## [Input data]
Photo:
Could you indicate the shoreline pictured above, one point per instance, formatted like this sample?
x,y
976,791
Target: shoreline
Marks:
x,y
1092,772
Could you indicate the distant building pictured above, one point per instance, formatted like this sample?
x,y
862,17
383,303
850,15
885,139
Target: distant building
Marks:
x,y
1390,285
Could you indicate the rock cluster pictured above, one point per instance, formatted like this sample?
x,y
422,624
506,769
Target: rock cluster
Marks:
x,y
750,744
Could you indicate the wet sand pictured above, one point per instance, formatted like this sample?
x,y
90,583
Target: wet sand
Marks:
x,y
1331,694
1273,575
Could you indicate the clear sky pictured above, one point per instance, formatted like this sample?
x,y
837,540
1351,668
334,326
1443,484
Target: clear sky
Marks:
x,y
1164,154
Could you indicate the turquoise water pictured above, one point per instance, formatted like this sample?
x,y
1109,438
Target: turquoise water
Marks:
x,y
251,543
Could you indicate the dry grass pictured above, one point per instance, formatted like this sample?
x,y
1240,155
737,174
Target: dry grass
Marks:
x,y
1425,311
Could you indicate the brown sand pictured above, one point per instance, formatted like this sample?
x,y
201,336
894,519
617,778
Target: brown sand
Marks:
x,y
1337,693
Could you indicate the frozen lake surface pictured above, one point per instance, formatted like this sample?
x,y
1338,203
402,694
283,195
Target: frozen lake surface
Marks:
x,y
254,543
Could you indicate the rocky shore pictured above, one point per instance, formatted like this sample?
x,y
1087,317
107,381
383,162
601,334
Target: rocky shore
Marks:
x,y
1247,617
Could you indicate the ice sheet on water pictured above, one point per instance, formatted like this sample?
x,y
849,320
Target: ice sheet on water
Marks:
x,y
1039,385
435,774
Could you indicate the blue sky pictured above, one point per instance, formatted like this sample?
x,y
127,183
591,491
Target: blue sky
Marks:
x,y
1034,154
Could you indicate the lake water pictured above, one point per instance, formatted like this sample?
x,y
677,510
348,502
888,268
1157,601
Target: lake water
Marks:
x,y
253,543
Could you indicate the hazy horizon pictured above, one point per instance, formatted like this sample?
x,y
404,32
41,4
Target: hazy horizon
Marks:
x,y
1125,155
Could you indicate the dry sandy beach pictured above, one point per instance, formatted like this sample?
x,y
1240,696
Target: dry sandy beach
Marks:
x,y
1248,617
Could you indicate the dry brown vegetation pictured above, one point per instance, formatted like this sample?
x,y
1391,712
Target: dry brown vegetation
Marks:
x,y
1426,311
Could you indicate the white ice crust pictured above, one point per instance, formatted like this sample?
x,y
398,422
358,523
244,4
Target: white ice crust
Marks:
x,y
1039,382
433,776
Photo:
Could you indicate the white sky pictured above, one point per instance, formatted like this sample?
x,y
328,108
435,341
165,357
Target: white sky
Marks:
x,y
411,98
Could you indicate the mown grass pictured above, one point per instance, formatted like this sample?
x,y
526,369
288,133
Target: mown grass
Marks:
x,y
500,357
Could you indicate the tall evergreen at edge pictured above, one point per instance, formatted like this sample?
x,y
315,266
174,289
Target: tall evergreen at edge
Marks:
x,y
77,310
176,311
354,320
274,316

## [What the exercise asks]
Repeat, character for character, the lines from the one that holds "Could you indicate the ice" to the final line of the material, inclusive, and no other lines.

## [Finished exercise]
Could you indicate the ice sheet on water pictured above, one point per instance, formatted like this sample?
x,y
849,320
Target: ice sheet on water
Marks:
x,y
1039,385
435,774
Could you indicate the blue sky pictured above, one point per instance, formatted like this sample?
x,y
127,183
591,491
Target: blue sky
Marks:
x,y
1034,154
Could you indicate the lake water pictured above, one point per instance, formatted like this sample?
x,y
677,510
348,502
888,268
1157,601
Target: lake water
Marks:
x,y
253,543
Could you indicate the hazy horizon pictured above, one point per instance, formatted like this sample?
x,y
404,32
41,4
Target: hazy horizon
Marks:
x,y
1125,155
Could you indicate the dry sandy beach pictured above, one point per instance, formatted like this sample?
x,y
1240,696
Target: dry sandy beach
Marks:
x,y
1248,617
Could you indicate the dry brown vegetation pictured above, one point per instance, formatted like this sample?
x,y
1391,712
Target: dry brown vegetation
Marks:
x,y
1426,311
Could you indicate the white ice crust pictured above, one point per instance, formatted like this sample?
x,y
398,422
358,523
244,4
Target: white ice crust
Marks:
x,y
1039,382
433,776
Photo:
Could you indicate the white sky pictured above, one point per instance, formatted like this sample?
x,y
328,108
435,341
165,357
Target: white sky
Marks:
x,y
411,98
Could you indicate the mown grass pictured above, one point per instance, formatted like this sample?
x,y
526,369
288,133
Target: mown grass
Marks:
x,y
500,357
Could you indicate the tall evergreen at edge pictured above, one point per instance, formatted like this sample?
x,y
315,266
174,289
Target: tall evergreen at edge
Marks:
x,y
77,310
176,311
354,320
274,316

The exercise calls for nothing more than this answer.